TASK OBJECTIVE:
Only the number is wanted: how many lines of these entries contain the word "wing"?

SOURCE INFORMATION:
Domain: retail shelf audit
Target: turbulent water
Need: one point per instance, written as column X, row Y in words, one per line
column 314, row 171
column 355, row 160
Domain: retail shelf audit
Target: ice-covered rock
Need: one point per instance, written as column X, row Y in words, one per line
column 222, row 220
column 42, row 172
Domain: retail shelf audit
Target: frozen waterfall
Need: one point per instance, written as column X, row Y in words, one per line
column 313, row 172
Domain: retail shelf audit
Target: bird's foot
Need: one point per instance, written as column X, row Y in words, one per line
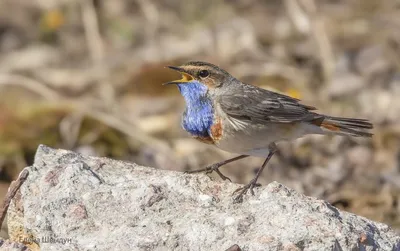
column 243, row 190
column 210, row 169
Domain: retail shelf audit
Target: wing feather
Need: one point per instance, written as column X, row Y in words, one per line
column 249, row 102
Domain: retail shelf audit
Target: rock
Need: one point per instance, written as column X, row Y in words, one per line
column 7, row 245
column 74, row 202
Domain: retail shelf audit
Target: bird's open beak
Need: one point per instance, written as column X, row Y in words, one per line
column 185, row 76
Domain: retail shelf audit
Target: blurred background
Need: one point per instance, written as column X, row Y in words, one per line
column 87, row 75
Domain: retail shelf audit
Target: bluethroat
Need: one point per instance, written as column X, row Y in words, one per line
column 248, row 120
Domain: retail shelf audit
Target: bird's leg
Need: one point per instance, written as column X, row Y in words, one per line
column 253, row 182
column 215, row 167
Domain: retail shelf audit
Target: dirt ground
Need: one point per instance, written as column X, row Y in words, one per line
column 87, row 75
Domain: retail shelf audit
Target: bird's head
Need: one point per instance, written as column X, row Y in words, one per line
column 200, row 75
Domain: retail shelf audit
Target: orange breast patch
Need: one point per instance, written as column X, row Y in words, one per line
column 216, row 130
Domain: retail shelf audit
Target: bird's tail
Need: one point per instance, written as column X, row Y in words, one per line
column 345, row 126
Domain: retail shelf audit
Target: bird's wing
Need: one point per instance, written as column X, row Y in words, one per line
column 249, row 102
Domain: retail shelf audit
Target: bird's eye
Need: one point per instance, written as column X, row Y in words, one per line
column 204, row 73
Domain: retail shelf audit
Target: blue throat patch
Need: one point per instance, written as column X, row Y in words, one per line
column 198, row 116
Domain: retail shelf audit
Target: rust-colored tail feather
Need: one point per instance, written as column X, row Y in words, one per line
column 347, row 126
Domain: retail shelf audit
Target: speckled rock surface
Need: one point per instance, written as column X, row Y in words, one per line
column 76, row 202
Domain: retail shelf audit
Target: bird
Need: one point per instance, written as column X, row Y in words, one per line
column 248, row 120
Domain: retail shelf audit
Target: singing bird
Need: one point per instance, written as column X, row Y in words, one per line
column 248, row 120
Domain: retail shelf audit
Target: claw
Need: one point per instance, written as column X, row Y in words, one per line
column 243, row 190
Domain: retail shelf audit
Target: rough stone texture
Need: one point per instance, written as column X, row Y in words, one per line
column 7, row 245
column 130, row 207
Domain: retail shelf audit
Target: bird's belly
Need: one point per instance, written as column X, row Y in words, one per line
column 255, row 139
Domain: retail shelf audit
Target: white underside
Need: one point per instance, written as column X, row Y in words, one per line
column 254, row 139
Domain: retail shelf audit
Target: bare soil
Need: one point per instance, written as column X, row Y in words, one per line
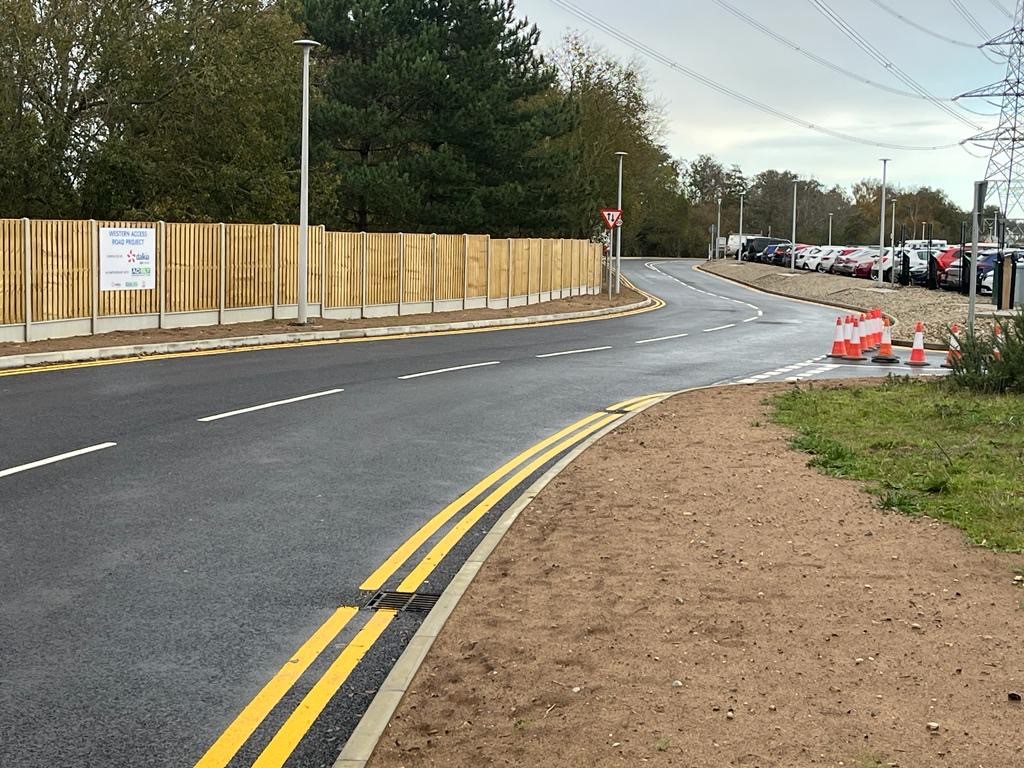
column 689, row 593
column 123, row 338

SOLUTION:
2